** start Text shown **

County Fight Litigation

Anchorage AK — First pregnant woman detained by ICE in Alaska wins court-ordered release from Hiland Mountain

Anchorage, AK FIPS 02020
Current status: Federal court ordered temporary release; ICE's own guidance restricts detaining pregnant women; case ongoing in Alaska federal court, no guarantee against re-detention

The Incident

On March 20, 2026, ICE arrested Valeria Mendoza Santiago, a 25-year-old from Oaxaca, Mexico, at a bus stop in Anchorage. She was several months pregnant — confirmed by ultrasound the day before her arrest.

Key facts:

  • She was transferred to Hiland Mountain Correctional Center in Eagle River (Alaska’s women’s prison, within Anchorage Municipality, FIPS 02020) — a new ICE-use facility distinct from the Anchorage Correctional Complex.
  • She was dressed in prison garb, placed alone in a cell, and told she would be flown out of state to a federal detention center the next day.
  • Her attorneys won a federal court order for temporary release, arguing ICE’s own detention guidelines advise against confining pregnant women except in narrow circumstances.
  • She first entered the U.S. in 2021 near Tijuana to join her husband, who was already living in Alaska.
  • Her husband, Jhony Gonzalez Merino, was detained by ICE in February 2026 and transferred to the Northwest ICE Processing Center in Tacoma, WA.
  • She has a school-age son and fears returning to Mexico due to threats of violence.

** end Text shown **

> _Set problem_:
Extend the account of the Anchorage ICE detention case past its last bullet point, keeping its style. The records that follow are drawn from a separate source.

** start Data listing **

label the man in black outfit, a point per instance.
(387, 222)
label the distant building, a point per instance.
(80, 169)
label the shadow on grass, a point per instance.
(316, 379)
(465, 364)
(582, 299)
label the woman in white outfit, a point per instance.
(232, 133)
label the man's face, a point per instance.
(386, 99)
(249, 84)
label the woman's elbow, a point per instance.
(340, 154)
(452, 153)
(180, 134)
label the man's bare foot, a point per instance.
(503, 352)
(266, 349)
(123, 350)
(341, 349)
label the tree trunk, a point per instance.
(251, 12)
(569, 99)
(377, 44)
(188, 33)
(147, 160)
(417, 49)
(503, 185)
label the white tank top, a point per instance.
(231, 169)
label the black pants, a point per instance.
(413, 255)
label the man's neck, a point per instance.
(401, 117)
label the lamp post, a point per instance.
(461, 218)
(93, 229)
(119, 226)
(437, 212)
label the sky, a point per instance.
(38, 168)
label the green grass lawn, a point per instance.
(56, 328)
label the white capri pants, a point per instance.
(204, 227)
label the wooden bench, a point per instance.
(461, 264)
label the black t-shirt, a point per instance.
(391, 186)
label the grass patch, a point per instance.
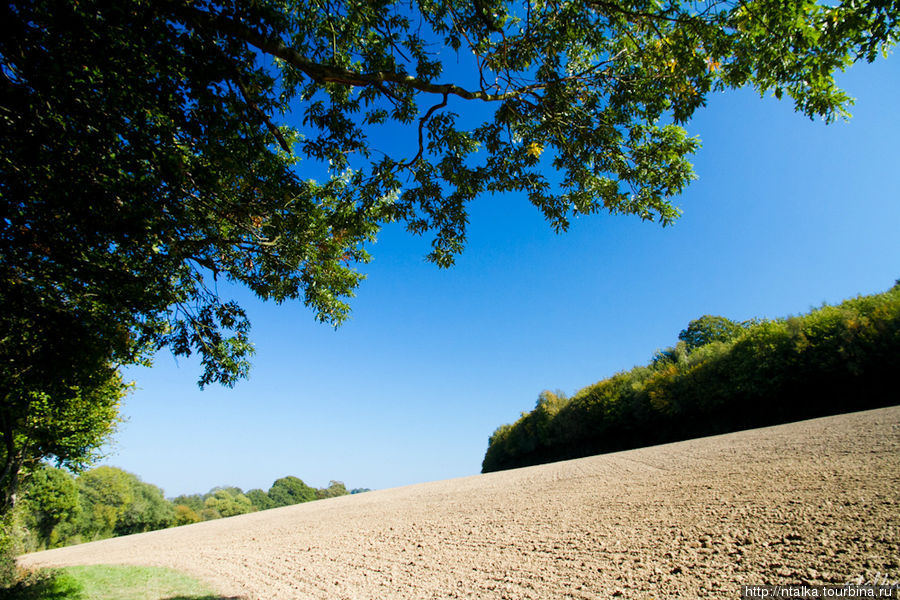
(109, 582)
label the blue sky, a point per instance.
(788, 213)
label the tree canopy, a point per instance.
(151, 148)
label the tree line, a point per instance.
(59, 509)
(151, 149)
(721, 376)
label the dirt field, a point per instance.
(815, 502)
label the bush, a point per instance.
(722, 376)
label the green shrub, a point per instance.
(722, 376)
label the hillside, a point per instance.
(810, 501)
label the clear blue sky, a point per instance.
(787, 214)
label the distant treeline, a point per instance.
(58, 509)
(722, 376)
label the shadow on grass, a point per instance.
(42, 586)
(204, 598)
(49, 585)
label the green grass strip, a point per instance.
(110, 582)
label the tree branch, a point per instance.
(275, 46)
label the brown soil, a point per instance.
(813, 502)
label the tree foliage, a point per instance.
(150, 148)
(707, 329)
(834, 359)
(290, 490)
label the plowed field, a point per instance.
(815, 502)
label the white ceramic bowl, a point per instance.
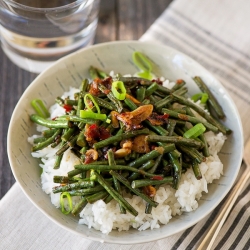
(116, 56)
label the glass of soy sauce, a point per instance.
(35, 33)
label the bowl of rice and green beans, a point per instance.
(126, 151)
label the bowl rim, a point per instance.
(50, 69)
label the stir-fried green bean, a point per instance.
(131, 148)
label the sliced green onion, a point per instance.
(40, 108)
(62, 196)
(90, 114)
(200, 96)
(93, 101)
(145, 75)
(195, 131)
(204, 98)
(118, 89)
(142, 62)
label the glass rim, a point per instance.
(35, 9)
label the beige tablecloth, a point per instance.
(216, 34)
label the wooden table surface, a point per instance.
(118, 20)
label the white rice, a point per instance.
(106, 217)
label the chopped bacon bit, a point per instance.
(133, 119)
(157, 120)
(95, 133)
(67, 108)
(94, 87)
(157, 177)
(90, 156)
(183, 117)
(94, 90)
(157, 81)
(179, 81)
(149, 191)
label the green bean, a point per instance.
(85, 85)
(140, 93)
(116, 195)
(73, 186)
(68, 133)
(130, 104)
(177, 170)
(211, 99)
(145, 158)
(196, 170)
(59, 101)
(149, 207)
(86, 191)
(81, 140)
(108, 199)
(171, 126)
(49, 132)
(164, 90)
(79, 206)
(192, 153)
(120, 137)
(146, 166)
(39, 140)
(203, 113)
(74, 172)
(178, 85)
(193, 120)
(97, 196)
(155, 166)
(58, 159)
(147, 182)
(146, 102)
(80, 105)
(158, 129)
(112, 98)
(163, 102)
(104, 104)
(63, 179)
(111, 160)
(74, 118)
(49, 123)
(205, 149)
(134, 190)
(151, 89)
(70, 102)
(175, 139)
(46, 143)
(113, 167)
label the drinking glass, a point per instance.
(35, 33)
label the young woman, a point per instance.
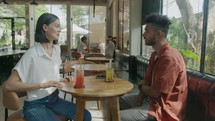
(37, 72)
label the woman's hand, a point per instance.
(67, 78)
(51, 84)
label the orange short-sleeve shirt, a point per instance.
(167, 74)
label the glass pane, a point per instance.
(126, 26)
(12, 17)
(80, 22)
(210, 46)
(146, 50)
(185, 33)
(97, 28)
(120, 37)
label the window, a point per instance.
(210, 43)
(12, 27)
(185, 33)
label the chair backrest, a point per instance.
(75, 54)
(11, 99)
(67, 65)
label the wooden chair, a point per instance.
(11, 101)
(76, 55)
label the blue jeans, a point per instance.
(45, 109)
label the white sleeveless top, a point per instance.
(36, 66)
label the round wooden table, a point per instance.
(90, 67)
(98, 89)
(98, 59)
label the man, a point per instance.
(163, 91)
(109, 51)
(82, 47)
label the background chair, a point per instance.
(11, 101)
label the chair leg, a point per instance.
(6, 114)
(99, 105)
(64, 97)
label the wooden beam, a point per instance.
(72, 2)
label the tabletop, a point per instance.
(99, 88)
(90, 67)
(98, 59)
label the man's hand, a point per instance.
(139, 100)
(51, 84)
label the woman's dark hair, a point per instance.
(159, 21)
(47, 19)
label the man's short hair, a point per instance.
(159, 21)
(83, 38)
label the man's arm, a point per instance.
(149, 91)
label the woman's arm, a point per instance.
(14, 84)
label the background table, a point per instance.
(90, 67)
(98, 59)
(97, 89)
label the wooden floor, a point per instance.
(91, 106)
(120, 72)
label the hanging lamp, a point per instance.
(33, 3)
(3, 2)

** end Data listing **
** start Data listing **

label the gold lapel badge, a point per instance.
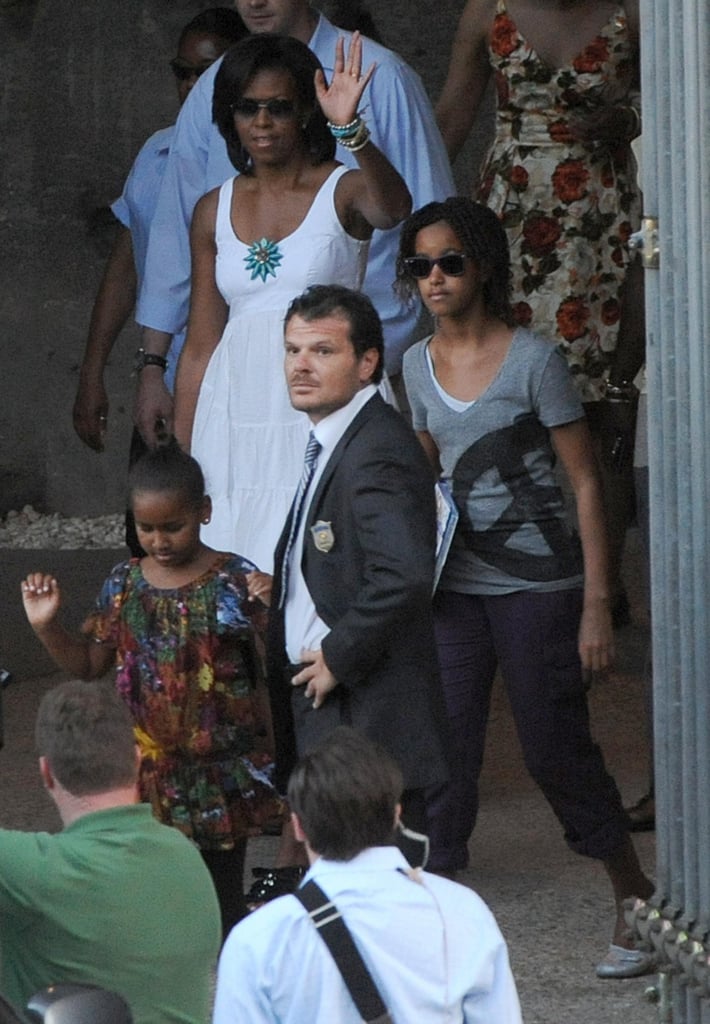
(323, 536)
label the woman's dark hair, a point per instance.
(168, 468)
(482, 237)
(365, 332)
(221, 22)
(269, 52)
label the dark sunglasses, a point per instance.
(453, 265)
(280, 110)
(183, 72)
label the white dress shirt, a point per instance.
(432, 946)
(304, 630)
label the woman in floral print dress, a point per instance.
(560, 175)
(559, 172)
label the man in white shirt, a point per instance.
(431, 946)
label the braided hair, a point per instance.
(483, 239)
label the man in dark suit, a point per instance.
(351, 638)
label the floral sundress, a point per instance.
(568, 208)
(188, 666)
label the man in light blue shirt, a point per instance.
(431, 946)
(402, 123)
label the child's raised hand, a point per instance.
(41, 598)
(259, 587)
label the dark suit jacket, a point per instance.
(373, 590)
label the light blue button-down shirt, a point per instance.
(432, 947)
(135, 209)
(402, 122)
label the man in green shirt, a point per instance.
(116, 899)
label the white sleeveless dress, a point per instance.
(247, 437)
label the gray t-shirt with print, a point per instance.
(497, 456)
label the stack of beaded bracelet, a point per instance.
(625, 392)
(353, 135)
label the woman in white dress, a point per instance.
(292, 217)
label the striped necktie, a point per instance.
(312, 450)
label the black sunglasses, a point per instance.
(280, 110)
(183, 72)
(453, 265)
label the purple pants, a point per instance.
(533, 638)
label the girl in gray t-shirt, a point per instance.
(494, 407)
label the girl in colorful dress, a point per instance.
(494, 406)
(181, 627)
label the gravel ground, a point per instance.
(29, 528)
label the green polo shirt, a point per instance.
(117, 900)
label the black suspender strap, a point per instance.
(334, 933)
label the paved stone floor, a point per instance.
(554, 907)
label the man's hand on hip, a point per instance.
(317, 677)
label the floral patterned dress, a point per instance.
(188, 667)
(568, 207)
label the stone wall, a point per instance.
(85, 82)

** end Data listing **

> _Final answer_:
Why It Matters

  • First known pregnant woman detained by ICE in Alaska since the enforcement surge began in early 2025 (per her attorneys).
  • ICE policy conflict: ICE’s own guidance states officers “should not detain… individuals known to be pregnant… unless release is prohibited by law or exceptional circumstances exist.” The federal government argued in court this is guidance, not binding law.
  • Expansion of facilities used: Demonstrates ICE/DOC use of Hiland Mountain (women’s prison) in addition to the Anchorage Correctional Complex.
  • Ongoing: Released via court order but in active removal proceedings; attorneys note “the government has made no promise she won’t be detained again.”

Context

Per Alaska DOC, three women were detained by ICE in Alaska in 2026. The case surfaced in an April 21, 2026 ADN/Alaska Public investigation reporting at least 47 ICE arrests in Alaska through April 2026 — roughly one every two days.

Sources

This research is published at The RAMM — investigative reporting on the detention pipeline.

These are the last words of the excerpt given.